— begin —

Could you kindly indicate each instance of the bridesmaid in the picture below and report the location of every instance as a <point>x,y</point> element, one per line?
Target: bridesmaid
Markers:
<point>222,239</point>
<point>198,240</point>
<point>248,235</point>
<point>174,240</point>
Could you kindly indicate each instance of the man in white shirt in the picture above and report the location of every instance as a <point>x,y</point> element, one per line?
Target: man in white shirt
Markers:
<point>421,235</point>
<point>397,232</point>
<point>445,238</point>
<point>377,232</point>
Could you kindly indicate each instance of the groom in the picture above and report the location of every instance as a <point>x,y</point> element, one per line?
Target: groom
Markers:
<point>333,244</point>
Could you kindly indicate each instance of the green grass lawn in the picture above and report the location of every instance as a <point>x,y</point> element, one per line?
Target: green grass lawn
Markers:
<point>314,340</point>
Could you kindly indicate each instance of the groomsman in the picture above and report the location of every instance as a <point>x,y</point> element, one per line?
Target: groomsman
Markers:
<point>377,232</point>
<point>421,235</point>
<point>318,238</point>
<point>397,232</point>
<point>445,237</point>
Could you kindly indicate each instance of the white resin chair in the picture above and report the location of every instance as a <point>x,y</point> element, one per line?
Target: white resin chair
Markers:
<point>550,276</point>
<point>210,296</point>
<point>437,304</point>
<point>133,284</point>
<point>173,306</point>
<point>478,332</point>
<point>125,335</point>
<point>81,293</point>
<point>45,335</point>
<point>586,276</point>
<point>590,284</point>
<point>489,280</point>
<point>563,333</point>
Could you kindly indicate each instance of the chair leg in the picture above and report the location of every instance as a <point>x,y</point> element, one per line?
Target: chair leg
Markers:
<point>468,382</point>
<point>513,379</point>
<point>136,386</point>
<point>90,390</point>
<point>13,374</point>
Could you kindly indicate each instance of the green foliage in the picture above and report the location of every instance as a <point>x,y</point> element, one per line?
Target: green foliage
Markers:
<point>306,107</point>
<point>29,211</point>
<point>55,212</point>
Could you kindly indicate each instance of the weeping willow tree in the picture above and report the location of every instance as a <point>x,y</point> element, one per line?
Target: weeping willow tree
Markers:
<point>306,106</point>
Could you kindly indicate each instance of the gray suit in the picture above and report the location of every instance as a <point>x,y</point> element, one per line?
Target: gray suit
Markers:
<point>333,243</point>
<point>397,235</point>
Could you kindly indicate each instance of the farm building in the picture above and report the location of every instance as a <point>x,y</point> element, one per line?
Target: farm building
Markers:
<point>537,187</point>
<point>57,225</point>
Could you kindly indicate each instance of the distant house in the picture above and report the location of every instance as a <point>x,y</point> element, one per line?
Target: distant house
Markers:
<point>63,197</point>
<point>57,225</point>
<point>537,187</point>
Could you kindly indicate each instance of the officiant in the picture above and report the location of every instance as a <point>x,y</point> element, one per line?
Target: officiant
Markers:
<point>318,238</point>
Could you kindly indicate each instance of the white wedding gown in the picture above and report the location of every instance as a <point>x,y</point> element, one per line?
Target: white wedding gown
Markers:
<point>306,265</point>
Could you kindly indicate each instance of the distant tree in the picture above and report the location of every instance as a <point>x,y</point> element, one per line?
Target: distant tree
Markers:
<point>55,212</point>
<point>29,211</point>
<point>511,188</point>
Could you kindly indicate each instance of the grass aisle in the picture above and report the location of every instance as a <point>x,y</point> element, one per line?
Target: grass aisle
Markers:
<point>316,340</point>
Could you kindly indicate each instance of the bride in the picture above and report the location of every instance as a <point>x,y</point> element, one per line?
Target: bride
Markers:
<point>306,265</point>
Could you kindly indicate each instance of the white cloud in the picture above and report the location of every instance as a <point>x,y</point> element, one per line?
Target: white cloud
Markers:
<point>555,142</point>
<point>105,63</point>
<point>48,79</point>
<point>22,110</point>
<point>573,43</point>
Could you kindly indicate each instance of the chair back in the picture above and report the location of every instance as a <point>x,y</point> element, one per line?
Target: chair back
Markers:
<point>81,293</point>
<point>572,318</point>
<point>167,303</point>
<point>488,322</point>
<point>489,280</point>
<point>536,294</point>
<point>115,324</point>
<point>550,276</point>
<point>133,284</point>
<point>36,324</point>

— end —

• **AIM OF THE EXERCISE**
Copy out all of the records above word for word, line by line.

• **REPLY TO THE EXERCISE**
Could you kindly indicate each instance of the bridesmaid in the picture below and report the location of every instance as a <point>x,y</point> element, one per line?
Target: bridesmaid
Markers:
<point>222,239</point>
<point>198,240</point>
<point>248,235</point>
<point>174,240</point>
Could you kindly indicate each instance of the man in white shirt in the picture above and report the location of every instance as a <point>x,y</point> element, one per line?
Target: man in white shirt
Markers:
<point>421,235</point>
<point>397,232</point>
<point>445,238</point>
<point>377,232</point>
Could you kindly indicate each instance of the groom in the picture above and report the location of every instance as a <point>x,y</point> element, one per line?
Target: groom
Markers:
<point>333,244</point>
Could you kindly indicate each instance of the green grass lawn in the picture above and report the location of every instance as a <point>x,y</point> element, one per line?
Target: green grass lawn
Markers:
<point>314,340</point>
Could you kindly indicate each instance of the groomsman in the picture above and report the location of every instance as a <point>x,y</point> element, one per line?
Target: groomsman
Markers:
<point>377,232</point>
<point>421,235</point>
<point>318,238</point>
<point>397,232</point>
<point>445,237</point>
Could you kindly indicate each instance of the white resin chair in the picture above and report the location of every instance as a <point>x,y</point> element, one per line?
Target: white resin chair
Markers:
<point>550,276</point>
<point>210,296</point>
<point>437,304</point>
<point>133,284</point>
<point>173,306</point>
<point>478,332</point>
<point>125,335</point>
<point>81,293</point>
<point>45,335</point>
<point>586,276</point>
<point>590,284</point>
<point>489,280</point>
<point>563,333</point>
Could you kindly indicate each instance of the chair leg in the picture above and report the location of every instance as a <point>x,y</point> element, one per line?
Target: chair leg
Markers:
<point>468,382</point>
<point>513,379</point>
<point>136,386</point>
<point>90,390</point>
<point>13,374</point>
Could you kindly indicate each instance of the green foliage in the picture above and report the location of every instance as a <point>x,y</point> element, one per line?
Target: green foliage
Markers:
<point>306,107</point>
<point>29,211</point>
<point>55,212</point>
Could you kindly indicate each instance of the weeping willow tree in the picture above and report the location of every instance as a <point>x,y</point> element, one per line?
Target: weeping willow tree
Markers:
<point>306,106</point>
Could you kindly indicate each instance of the gray suit in the picture above and report the location of every instance as a <point>x,y</point> element, one per line?
Target: gray suit
Markers:
<point>333,243</point>
<point>397,235</point>
Could you kindly indicate each instance of the farm building in the picture above and report the location of every instance as a <point>x,y</point> element, one per line?
Target: farm building
Markers:
<point>537,187</point>
<point>57,225</point>
Could you kindly indicate each instance of the distant house in the picture above and report the location of every instance as a <point>x,y</point> element, one per line?
Target: distant house
Markers:
<point>63,197</point>
<point>57,225</point>
<point>537,187</point>
Could you kindly indicate each instance of the officiant in the picture above and report the location of every instance as a <point>x,y</point> element, one per line?
Target: officiant
Markers:
<point>318,238</point>
Could you kindly indicate each instance of the white wedding gown in the picture above and report the location of every instance as a <point>x,y</point> element, one per line?
Target: white wedding gown
Markers:
<point>306,265</point>
Could you kindly indicate each instance of the distant tree in the picture above and report the location of every instance as a <point>x,y</point> element, one per line?
Target: distant tree
Markers:
<point>55,212</point>
<point>29,211</point>
<point>511,188</point>
Could you kindly indicate each instance of the grass aisle in the picture above and report the location of every instance as a <point>x,y</point> element, one per line?
Target: grass aisle
Markers:
<point>316,340</point>
Could you kindly indicate each instance of the bride in the picture above and report the location of every instance as a <point>x,y</point> element, one per line?
Target: bride
Markers:
<point>306,265</point>
Could you kindly indicate each instance of the white cloud in the picture above and report the location of every instance as a <point>x,y</point> element, one per line?
Target: white cloud
Markers:
<point>555,142</point>
<point>105,63</point>
<point>48,79</point>
<point>22,110</point>
<point>573,43</point>
Could you kindly indicate each instance of the chair back in the picture above and report the location of every instance as a <point>x,y</point> element, one per line?
Target: chair back
Markers:
<point>81,293</point>
<point>572,318</point>
<point>167,303</point>
<point>488,322</point>
<point>489,280</point>
<point>536,294</point>
<point>115,324</point>
<point>550,276</point>
<point>133,284</point>
<point>36,324</point>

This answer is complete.